» TEXTAUSZUG:

┄┄┄┄┄┄┄┄┄┄┄┄┄┄┄┄┄┄┄┄

In der Schweiz hat sich mit «Stop Inzest» eine nationale Plattform gebildet, die sexuelle Gewalt innerhalb von Familien sichtbarer machen und wirksam bekämpfen will.
Die Organisation versteht sich als Kompetenzzentrum und Dachverband, der Opfer unterstützt, Prävention fördert und den gesellschaftlichen Diskurs anstösst.
Tabus brechen – Opfern eine Stimme geben
Das Schweigen ist ein zentrales Hindernis: Viele Übergriffe bleiben im Verborgenen, weil die Opfer sich schämen oder keine Unterstützung finden. Wie die 52-jährige Jeanne. Sie erzählt, dass sie als Sechsjährige von ihrem älteren Stiefbruder systematisch missbraucht wurde: «Er rief mich in sein Zimmer und sagte mir, dass das unser Geheimnis sei. Dass dies in unserem engsten familiären Umfeld passierte, war für mich besonders schlimm.»
Erst mit fünfzehn traute sie sich, ihrer Mutter von den Übergriffen zu erzählen – doch diese leugnete alles. «Das hat mich zusätzlich traumatisiert», sagt Jeanne.
«Stop Inzest» will Betroffenen zuhören, professionelle Hilfe vermitteln und den öffentlichen Raum für das Thema öffnen.
Prävention und Professionalisierung
Ein entscheidender Schwerpunkt der Vereinigung ist die Prävention: In den Schulen sollen die Kinder gezielt für das Thema Inzest sensibilisiert werden – mit altersgerechten Programmen und klaren Botschaften.

┄┄┄┄┄┄┄┄┄┄┄┄┄┄┄┄┄┄┄┄

» Einträge aus einem Datensatz:
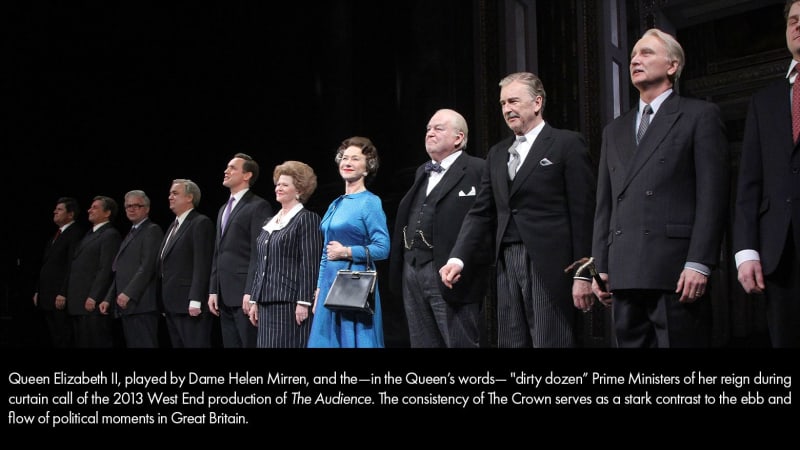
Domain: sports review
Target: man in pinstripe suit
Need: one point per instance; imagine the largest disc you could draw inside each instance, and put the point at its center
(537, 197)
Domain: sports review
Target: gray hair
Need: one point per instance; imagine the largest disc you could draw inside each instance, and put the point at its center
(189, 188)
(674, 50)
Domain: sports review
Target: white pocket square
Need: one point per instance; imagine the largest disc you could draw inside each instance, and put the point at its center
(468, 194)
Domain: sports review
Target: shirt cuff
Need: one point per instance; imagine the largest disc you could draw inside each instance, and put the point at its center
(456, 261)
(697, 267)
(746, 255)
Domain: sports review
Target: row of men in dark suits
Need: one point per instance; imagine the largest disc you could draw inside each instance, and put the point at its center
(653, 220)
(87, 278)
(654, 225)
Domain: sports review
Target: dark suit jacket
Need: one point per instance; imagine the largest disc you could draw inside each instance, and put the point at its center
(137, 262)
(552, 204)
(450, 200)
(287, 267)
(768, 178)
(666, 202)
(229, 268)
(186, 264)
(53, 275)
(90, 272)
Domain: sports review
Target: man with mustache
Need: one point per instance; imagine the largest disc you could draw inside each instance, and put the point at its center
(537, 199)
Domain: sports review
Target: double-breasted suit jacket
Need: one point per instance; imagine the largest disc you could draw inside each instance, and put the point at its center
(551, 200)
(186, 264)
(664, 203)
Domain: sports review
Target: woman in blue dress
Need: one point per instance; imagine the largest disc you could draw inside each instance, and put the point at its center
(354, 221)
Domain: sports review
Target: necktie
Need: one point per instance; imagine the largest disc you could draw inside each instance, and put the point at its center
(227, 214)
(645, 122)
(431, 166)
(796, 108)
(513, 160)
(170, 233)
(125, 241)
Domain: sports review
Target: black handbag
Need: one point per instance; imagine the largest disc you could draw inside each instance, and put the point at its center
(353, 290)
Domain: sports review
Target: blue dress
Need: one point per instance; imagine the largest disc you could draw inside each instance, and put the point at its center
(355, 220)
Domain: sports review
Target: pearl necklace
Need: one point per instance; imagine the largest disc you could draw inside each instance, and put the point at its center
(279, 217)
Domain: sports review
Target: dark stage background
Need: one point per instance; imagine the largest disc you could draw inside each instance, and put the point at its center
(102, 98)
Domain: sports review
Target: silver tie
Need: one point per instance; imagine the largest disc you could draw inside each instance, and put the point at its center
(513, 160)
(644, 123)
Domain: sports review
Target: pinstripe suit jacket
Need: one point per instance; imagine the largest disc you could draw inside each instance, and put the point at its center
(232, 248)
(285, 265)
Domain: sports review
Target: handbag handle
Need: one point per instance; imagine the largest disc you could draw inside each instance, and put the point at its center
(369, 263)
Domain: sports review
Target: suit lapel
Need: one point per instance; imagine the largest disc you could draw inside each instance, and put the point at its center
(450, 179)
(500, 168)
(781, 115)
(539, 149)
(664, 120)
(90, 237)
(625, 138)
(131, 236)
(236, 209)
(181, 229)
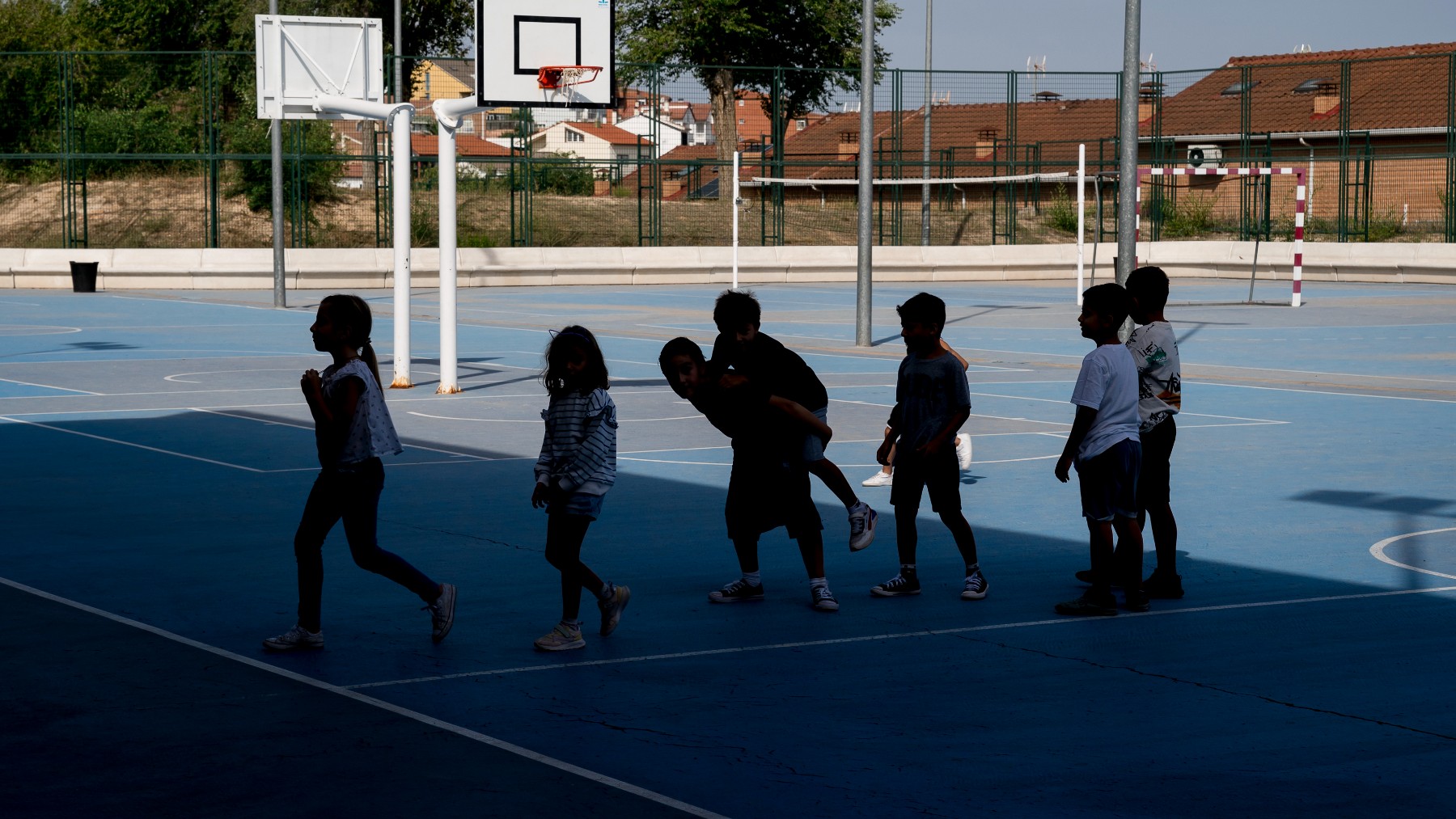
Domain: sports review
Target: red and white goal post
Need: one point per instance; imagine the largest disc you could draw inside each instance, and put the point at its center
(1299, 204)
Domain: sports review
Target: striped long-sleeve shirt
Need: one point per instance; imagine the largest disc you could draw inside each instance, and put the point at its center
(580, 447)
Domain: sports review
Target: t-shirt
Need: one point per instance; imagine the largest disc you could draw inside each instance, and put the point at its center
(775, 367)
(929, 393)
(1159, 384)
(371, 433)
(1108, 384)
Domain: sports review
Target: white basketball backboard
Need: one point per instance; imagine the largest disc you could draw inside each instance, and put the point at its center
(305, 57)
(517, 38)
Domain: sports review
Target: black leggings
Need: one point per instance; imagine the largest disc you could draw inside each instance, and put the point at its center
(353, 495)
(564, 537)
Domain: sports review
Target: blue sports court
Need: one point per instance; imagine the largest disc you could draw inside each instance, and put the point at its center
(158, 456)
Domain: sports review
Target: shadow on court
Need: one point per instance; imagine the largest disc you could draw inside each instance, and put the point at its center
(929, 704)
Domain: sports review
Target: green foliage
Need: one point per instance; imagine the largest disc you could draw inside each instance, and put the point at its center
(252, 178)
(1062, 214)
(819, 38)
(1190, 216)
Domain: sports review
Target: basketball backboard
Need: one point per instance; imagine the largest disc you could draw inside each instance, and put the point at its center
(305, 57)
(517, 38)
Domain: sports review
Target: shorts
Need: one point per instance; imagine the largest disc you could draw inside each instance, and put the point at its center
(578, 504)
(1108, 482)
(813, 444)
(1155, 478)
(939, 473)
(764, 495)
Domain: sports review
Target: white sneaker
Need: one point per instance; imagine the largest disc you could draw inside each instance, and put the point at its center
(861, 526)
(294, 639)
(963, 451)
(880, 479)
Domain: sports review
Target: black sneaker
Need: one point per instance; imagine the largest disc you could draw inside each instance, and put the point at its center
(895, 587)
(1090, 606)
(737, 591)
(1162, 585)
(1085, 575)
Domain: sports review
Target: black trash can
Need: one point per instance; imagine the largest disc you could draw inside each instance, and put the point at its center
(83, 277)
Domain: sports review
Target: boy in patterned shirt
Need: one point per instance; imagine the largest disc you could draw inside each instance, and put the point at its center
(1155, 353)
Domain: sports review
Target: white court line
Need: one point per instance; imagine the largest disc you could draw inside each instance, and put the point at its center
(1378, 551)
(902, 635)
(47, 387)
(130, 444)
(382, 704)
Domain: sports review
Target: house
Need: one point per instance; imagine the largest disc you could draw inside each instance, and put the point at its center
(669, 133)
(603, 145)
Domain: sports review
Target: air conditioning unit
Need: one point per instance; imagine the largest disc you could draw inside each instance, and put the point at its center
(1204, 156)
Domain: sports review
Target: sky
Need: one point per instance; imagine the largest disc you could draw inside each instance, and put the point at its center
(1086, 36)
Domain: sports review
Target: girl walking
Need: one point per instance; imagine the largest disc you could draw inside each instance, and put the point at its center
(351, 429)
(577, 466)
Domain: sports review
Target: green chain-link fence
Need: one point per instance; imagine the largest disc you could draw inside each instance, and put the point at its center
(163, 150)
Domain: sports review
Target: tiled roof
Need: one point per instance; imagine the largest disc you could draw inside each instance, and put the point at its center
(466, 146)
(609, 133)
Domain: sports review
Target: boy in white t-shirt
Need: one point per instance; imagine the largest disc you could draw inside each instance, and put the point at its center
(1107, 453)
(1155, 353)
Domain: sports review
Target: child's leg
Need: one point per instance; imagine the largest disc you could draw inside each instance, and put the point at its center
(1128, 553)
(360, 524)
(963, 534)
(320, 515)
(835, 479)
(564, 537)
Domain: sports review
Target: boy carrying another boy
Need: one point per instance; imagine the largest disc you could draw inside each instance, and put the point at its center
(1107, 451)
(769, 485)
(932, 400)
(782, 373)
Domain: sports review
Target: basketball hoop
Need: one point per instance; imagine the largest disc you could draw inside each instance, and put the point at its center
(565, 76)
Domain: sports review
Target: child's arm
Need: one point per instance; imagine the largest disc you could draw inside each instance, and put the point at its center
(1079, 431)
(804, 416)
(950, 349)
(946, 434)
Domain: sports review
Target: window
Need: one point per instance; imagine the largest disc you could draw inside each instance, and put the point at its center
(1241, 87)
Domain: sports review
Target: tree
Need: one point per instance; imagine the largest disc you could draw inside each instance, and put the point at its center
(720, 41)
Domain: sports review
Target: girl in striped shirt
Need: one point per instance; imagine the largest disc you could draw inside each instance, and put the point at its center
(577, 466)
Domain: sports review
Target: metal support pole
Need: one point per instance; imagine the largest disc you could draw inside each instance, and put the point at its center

┄┄┄┄┄┄┄┄┄┄┄┄┄┄┄┄┄┄┄┄

» AUFGABE: Wem erzählte Jeanne laut dem Textauszug mit fünfzehn von den Übergriffen, und wie reagierte diese Person?

» ENDGÜLTIGE ANTWORT: Sie erzählte es ihrer Mutter, die alles leugnete.